● **To do**
Report every line in the rows below that contains the word "basement", copying each line in full.

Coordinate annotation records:
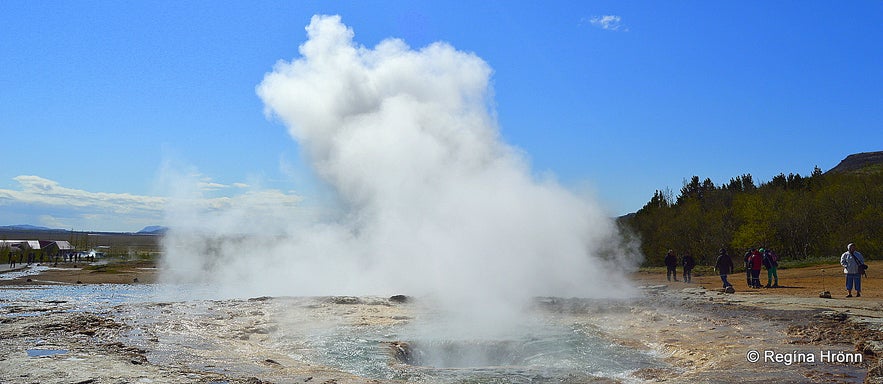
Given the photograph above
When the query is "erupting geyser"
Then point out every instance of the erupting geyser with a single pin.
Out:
(434, 203)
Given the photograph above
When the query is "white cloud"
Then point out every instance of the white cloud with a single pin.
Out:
(40, 191)
(608, 22)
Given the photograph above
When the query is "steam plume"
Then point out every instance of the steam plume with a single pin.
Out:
(435, 203)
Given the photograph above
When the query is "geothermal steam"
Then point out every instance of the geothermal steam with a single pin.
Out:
(434, 203)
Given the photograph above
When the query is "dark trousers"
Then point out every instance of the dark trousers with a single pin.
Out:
(755, 278)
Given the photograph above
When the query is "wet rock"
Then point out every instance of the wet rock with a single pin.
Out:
(870, 347)
(832, 315)
(345, 300)
(402, 351)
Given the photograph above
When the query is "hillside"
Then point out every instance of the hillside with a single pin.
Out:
(798, 216)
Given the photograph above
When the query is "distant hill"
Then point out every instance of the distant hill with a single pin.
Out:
(860, 162)
(26, 227)
(153, 230)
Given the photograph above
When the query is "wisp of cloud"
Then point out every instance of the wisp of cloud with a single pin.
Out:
(433, 202)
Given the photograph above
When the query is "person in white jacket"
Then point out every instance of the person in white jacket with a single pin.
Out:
(851, 260)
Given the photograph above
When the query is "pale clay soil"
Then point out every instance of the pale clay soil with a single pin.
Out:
(701, 333)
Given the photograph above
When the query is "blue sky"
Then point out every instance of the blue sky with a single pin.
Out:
(99, 100)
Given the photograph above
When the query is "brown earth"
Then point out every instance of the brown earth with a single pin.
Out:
(698, 330)
(71, 273)
(800, 282)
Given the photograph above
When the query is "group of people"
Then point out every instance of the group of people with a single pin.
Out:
(756, 258)
(671, 262)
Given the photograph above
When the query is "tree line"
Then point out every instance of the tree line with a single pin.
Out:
(799, 217)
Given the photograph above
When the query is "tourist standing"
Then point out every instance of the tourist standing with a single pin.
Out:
(853, 266)
(771, 263)
(748, 266)
(724, 267)
(671, 262)
(688, 263)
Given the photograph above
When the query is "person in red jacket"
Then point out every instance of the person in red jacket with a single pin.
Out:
(755, 262)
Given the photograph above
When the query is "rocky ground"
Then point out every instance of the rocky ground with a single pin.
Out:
(700, 333)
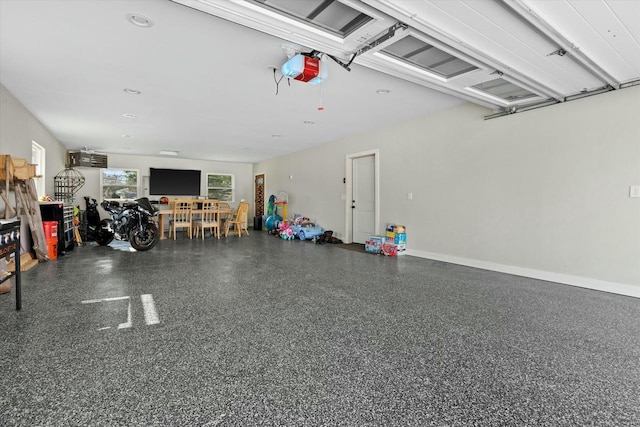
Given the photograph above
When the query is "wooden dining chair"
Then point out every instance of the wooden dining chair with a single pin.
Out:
(239, 220)
(225, 215)
(182, 217)
(208, 219)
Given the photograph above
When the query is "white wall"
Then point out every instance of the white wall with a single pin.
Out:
(543, 193)
(18, 127)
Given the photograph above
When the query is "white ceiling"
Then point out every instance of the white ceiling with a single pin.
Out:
(207, 79)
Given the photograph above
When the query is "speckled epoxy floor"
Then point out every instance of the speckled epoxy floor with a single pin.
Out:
(260, 331)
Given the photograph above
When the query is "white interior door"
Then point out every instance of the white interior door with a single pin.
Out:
(364, 199)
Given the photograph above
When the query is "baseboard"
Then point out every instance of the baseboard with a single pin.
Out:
(566, 279)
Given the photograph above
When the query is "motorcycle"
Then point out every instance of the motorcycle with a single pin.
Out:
(129, 222)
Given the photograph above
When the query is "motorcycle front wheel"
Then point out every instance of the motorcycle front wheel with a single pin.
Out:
(145, 238)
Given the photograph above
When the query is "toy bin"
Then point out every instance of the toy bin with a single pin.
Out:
(50, 229)
(389, 249)
(52, 246)
(372, 246)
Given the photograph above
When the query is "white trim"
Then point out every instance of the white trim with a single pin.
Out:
(565, 279)
(348, 224)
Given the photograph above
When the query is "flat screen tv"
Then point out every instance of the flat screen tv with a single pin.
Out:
(174, 182)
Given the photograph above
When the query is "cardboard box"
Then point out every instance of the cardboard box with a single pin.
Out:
(3, 166)
(24, 170)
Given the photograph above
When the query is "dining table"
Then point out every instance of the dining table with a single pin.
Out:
(167, 211)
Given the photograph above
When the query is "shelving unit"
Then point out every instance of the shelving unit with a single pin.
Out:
(63, 215)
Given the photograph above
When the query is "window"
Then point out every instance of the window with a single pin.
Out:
(220, 186)
(38, 155)
(418, 53)
(504, 90)
(328, 15)
(119, 184)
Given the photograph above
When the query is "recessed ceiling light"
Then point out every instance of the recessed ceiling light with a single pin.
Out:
(139, 20)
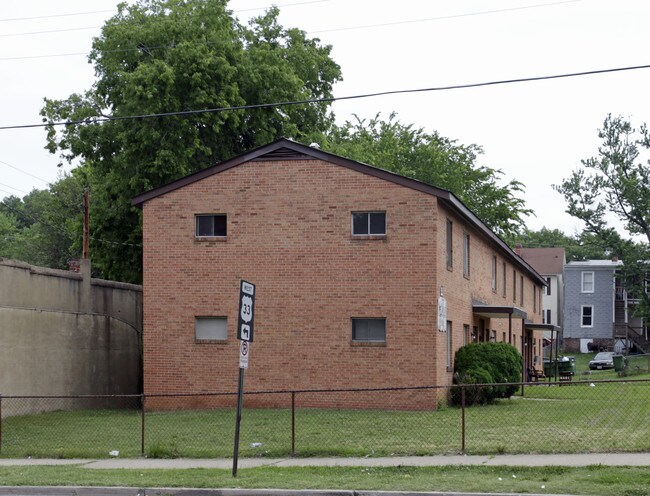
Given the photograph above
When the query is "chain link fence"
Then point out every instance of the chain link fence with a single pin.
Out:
(544, 417)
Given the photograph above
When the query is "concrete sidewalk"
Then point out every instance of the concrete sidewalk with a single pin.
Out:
(567, 460)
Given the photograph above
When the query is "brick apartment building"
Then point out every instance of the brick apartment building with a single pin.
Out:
(350, 263)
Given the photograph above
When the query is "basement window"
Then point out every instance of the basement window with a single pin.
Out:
(211, 328)
(369, 223)
(369, 330)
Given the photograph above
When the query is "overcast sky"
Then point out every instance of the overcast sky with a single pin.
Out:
(535, 132)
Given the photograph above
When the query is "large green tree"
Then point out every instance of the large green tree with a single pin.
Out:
(162, 56)
(434, 159)
(615, 185)
(44, 227)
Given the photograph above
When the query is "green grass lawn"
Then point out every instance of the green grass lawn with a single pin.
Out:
(583, 416)
(595, 480)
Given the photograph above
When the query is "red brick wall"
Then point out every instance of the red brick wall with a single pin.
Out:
(289, 232)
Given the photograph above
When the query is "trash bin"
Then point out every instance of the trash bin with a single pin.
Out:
(567, 365)
(549, 368)
(619, 362)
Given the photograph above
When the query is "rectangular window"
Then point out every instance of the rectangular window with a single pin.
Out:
(449, 343)
(466, 255)
(546, 316)
(587, 282)
(368, 223)
(587, 316)
(211, 225)
(369, 330)
(450, 245)
(210, 328)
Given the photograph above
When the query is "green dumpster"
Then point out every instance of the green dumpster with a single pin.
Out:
(619, 362)
(567, 365)
(549, 368)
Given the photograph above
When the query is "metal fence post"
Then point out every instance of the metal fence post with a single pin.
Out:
(293, 423)
(462, 410)
(143, 399)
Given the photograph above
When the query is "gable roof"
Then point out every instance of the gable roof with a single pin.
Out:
(546, 261)
(285, 149)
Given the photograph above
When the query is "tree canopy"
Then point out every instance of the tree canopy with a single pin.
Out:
(162, 56)
(615, 185)
(433, 159)
(180, 57)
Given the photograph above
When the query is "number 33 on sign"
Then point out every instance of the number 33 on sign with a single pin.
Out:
(246, 309)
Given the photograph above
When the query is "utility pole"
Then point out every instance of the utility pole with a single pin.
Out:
(86, 238)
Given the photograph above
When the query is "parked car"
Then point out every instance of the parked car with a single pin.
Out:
(603, 360)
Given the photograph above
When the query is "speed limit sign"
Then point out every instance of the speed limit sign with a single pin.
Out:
(246, 308)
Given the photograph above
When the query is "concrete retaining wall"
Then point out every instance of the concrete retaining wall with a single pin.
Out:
(63, 333)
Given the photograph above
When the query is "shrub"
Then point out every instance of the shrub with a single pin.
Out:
(486, 363)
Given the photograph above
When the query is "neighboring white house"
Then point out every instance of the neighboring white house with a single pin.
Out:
(590, 307)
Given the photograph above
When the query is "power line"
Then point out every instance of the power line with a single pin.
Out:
(440, 18)
(29, 33)
(11, 187)
(71, 14)
(56, 15)
(48, 31)
(98, 119)
(24, 172)
(349, 28)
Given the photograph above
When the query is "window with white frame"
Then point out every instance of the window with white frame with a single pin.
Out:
(368, 223)
(587, 319)
(369, 330)
(466, 255)
(546, 316)
(450, 244)
(213, 225)
(210, 328)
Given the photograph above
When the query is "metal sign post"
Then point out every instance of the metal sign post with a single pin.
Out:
(245, 335)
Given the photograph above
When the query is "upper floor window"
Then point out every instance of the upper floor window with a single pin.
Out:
(369, 330)
(368, 223)
(450, 245)
(466, 255)
(587, 282)
(211, 225)
(587, 316)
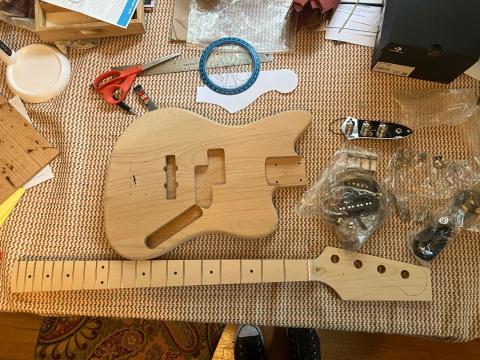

● **Result of the exercise**
When the query is "basement window"
Then point out every instance of the basement window with a single pin.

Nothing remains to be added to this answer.